AIM —
Copy out the rows below line for line, without changing anything, and leave the pictures out of your copy.

INFORMATION SUPPLIED —
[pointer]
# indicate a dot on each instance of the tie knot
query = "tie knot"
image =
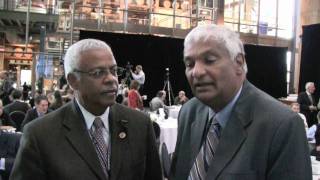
(98, 123)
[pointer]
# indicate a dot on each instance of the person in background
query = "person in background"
(308, 105)
(158, 101)
(91, 137)
(17, 104)
(181, 98)
(5, 119)
(231, 129)
(25, 91)
(295, 107)
(57, 101)
(41, 108)
(139, 76)
(9, 145)
(134, 97)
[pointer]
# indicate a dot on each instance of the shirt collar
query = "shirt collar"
(89, 117)
(224, 115)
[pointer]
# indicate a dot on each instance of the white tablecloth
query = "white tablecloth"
(174, 111)
(168, 132)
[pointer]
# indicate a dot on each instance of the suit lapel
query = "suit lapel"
(78, 136)
(234, 134)
(198, 128)
(117, 126)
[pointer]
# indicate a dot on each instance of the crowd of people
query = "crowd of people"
(229, 130)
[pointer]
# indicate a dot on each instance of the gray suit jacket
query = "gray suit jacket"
(58, 147)
(263, 139)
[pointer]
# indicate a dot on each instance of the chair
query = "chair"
(17, 117)
(165, 160)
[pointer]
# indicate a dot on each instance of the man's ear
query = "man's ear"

FINAL RESULT —
[pointer]
# indicate a dot on each instance of the tie knot
query = "tie knot"
image =
(98, 123)
[pointer]
# indicate a dot on each instance of the person in background
query = "person in background"
(308, 105)
(158, 101)
(91, 137)
(17, 104)
(181, 98)
(5, 119)
(231, 129)
(25, 91)
(295, 107)
(57, 101)
(41, 108)
(139, 76)
(9, 145)
(134, 97)
[pointer]
# indicate a dot on each instance of the shirt collar
query = "shirt collar"
(89, 117)
(224, 115)
[pointer]
# indicate a dot on each instance of the white tablecloth
query = "white tablecloth"
(174, 111)
(168, 132)
[pointer]
# indicate a dot on each instance of the suit lapel
query = "suit lapel"
(78, 136)
(234, 134)
(198, 128)
(117, 126)
[pointer]
# indicate a dot on each instance of the crowd of people
query = "crowd of people"
(229, 130)
[pointer]
# indicate a dot on each instance of the gray suit jacket
query = "gray suit jacket"
(58, 147)
(263, 139)
[pointer]
# indicate a dot on each instance of the chair
query = "chair"
(17, 117)
(165, 160)
[pointer]
# indicate a dot on each instance of the man's ear
query = "man's ear"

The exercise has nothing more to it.